| SELECTED TEXT |
As a recruiter in today’s job market, Tilley says it is important to be able to understand candidate motivations as well as company expectations, which requires deeper understanding of what each entity is seeking. Tilley, who has some 20 years’ experience in recruiting engineering candidates, agrees that salary and benefits are obviously very important factors, but focusing holistically on both candidate and company are going to yield the most positive and long-term employment solutions.

“I think what we’ve learned – particularly after COVID – is that we all have to collaborate a little better,” Tilley says. “We have to be willing, in certain places, to provide flexibility. It’s not always about paying somebody more. We really try to set the expectation to access the talent. If we do that right, then we have a much higher chance of success.”

General Demographic Snapshot

Of 175 respondents, 3 (1.71%) were under 25 and 43 (24.57%) were 60 or older; these were the smallest and largest numbers of respondents of all the age groups. The numbers trended upward with each older age group.

| DATA EXTRACT |
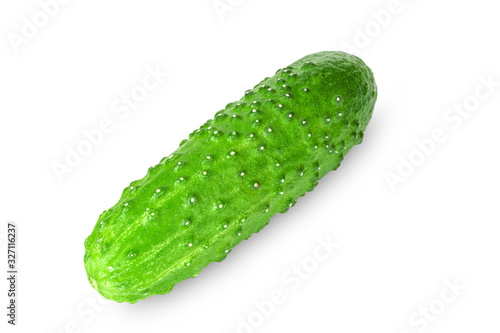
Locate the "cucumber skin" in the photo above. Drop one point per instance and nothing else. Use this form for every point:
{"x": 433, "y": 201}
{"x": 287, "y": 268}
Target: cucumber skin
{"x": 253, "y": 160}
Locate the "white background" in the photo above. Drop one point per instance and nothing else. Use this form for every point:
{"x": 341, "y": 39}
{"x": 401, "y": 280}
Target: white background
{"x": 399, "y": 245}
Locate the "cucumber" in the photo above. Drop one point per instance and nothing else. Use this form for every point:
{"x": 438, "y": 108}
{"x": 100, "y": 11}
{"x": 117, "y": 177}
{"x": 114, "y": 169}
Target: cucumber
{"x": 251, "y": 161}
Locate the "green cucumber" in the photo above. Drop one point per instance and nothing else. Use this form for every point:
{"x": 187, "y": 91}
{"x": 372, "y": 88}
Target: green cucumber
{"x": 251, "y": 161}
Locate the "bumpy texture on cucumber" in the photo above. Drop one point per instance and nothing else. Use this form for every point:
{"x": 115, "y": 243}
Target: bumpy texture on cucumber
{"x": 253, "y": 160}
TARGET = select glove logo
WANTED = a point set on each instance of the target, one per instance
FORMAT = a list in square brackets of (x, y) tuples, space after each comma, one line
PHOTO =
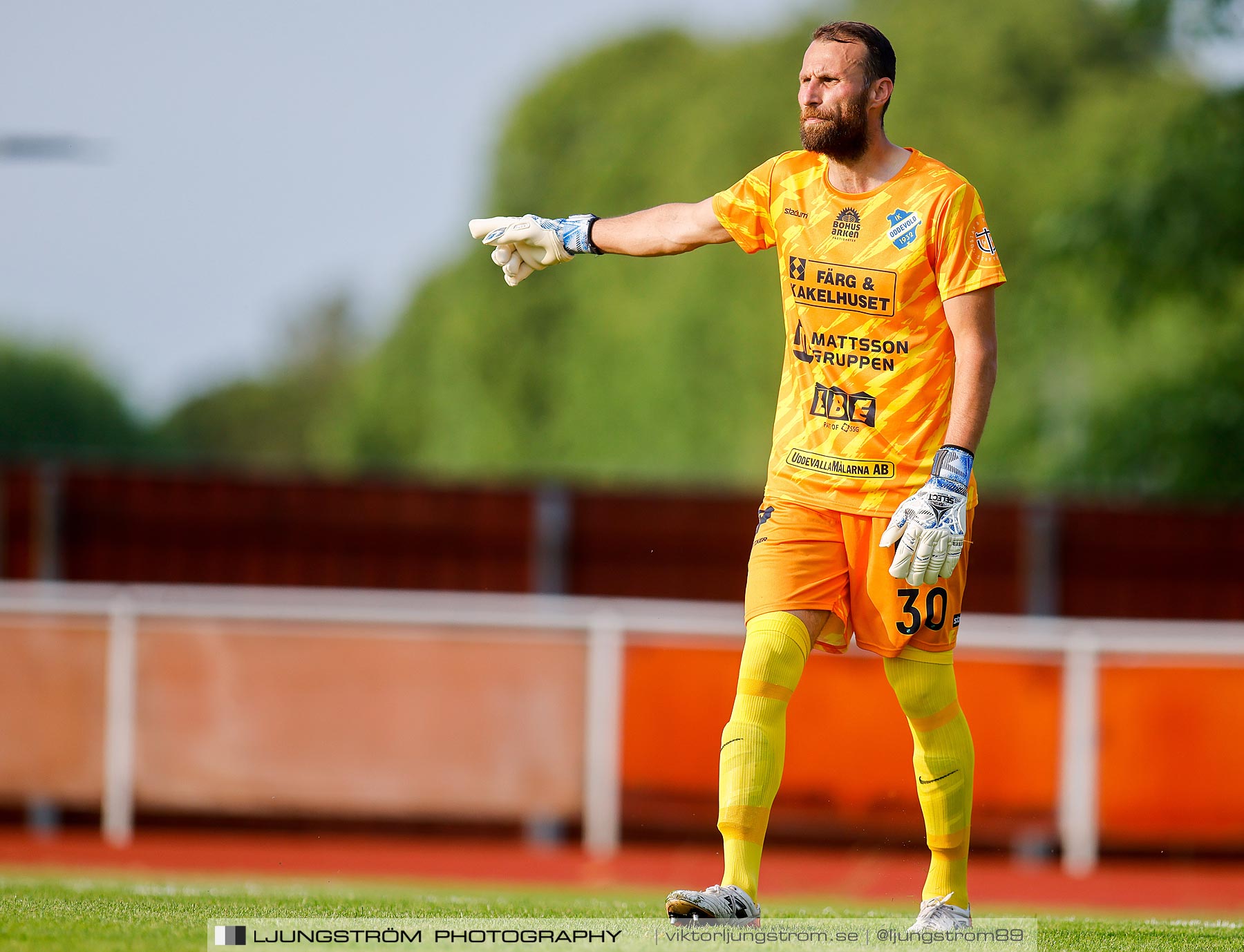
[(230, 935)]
---
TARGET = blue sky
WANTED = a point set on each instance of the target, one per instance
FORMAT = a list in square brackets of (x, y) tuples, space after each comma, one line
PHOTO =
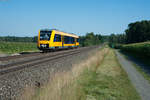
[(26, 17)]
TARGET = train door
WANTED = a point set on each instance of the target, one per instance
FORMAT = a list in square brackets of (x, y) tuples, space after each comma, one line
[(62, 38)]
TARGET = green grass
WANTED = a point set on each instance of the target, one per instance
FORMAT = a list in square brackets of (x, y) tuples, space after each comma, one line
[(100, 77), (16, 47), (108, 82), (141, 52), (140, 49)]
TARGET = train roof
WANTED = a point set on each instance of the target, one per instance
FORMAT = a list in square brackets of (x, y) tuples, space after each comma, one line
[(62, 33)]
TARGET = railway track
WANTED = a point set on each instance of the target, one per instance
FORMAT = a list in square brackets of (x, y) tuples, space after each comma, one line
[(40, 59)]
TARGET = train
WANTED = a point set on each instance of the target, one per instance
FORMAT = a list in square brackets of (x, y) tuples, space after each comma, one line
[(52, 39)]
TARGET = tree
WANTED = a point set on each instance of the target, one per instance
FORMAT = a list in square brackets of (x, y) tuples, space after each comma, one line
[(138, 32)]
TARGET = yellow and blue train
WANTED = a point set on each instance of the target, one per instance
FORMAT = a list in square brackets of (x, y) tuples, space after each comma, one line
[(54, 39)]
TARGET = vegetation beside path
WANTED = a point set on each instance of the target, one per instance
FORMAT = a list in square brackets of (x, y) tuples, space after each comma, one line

| PROBLEMS TO SOLVE |
1) Translate this sentence from the recruiting text into Spanish: "It’s not always about paying somebody more."
2) Update the recruiting text, everything from "Of 175 respondents, 3" down to "older age group.", so that "respondents" is replaced with "participants".

| ANSWERS FOR THE TASKS |
1) No siempre se trata de pagarle más a alguien.

2)
Of 175 participants, 3 (1.71%) were under 25 and 43 (24.57%) were 60 or older; these were the smallest and largest numbers of participants of all the age groups. The numbers trended upward with each older age group.